Document section →
# Welding Table set-up and Fit "Certiflat"



## Janderso (Jun 1, 2018)

Hello,
I finally got around to putting together my 24" X 36" Certiflat, welding table with the optional legs and locking castors.
Web site https://weldtables.com/
The fit and finish is very good IMHO. If you have not seen this product they put together a very versatile platform with lots of mounting options to hold your irregular work to be welded.
This is also a great time to use my TIG welder.
I'll post a few pics as I put this together over the next couple days. So far, I am very satisfied.
Is this the right place to post this??


----------



## brino (Jun 1, 2018)

"watching" Thanks for sharing it!
-brino


----------



## jdedmon91 (Jun 1, 2018)

Awesome welding table


Sent from my iPhone using Tapatalk


----------



## Janderso (Jun 1, 2018)

OK, got the table tacked to flip it over. No light through the slats. Perfectly flat!
Tomorrow I'll finish welding the table, grind/file off the TIG beads and move on to the legs.

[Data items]
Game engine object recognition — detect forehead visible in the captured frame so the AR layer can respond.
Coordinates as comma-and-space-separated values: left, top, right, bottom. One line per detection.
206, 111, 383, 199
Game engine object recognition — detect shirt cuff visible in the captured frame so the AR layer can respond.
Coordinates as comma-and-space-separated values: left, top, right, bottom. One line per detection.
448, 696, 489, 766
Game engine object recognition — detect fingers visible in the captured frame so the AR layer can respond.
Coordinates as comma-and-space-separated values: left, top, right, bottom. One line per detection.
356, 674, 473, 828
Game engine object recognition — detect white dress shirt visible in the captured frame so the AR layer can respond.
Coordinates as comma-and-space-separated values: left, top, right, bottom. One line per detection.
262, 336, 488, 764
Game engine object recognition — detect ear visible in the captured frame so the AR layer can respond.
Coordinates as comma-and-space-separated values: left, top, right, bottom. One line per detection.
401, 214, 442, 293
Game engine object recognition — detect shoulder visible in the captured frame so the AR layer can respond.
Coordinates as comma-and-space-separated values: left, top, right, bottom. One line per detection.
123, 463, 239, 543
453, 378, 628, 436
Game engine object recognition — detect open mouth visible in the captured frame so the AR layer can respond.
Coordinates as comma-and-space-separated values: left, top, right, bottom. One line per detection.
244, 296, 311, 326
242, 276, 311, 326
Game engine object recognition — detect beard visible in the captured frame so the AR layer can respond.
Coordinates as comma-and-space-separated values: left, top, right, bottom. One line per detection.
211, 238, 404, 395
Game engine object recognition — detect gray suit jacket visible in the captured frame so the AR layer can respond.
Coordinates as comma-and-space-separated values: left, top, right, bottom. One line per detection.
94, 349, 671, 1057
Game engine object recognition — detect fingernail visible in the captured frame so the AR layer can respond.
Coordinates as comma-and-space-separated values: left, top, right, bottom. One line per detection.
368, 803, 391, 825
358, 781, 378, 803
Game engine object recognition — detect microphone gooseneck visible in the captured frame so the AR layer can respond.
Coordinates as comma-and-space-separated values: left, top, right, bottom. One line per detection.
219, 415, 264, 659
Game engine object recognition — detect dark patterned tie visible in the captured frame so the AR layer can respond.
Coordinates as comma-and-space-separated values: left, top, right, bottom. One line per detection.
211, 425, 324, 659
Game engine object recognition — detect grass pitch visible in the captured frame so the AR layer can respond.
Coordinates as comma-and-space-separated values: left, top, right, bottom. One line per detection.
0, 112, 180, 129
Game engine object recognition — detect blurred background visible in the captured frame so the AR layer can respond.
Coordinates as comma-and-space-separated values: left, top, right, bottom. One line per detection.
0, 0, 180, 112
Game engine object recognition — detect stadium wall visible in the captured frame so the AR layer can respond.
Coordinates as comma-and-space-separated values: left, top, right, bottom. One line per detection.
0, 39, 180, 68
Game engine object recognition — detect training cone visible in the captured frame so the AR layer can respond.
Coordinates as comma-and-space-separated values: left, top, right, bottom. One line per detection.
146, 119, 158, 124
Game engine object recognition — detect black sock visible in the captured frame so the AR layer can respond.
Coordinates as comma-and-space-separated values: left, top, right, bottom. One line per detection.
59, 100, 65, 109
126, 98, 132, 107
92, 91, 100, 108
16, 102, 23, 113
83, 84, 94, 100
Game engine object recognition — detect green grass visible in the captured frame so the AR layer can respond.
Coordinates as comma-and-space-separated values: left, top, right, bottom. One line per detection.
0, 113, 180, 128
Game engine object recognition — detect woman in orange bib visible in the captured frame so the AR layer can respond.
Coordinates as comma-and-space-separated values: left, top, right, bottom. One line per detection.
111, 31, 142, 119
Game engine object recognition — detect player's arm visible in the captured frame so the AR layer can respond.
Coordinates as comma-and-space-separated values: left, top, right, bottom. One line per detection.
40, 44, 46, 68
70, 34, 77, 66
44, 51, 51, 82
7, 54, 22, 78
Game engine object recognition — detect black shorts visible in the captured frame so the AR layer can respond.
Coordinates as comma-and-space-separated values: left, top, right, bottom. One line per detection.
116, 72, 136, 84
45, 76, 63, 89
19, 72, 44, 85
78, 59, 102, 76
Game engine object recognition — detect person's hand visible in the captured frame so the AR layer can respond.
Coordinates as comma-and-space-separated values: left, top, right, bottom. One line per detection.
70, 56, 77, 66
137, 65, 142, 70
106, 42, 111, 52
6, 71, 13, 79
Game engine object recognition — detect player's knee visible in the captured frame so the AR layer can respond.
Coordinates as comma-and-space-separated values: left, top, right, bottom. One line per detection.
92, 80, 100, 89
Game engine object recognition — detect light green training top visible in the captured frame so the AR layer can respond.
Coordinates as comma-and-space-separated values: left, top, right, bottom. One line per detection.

Given request 1 →
Please list the usernames of everyone who posts in the welding table thread.
Given request 2 →
Check each statement against the welding table thread and say whether it agrees: (a) The table Janderso assembled measures 24" X 36". (b) Once the table was tacked and flipped, light showed through the slats. (c) Janderso planned to work on the legs before finishing the welding of the table. Give yes or no for each and quote the deciding words.

Task output 1 →
Janderso, brino, jdedmon91

Task output 2 →
(a) Yes: "my 24" X 36" Certiflat"
(b) No: "No light through the slats."
(c) No: "Tomorrow I'll finish welding the table, grind/file off the TIG beads and move on to the legs."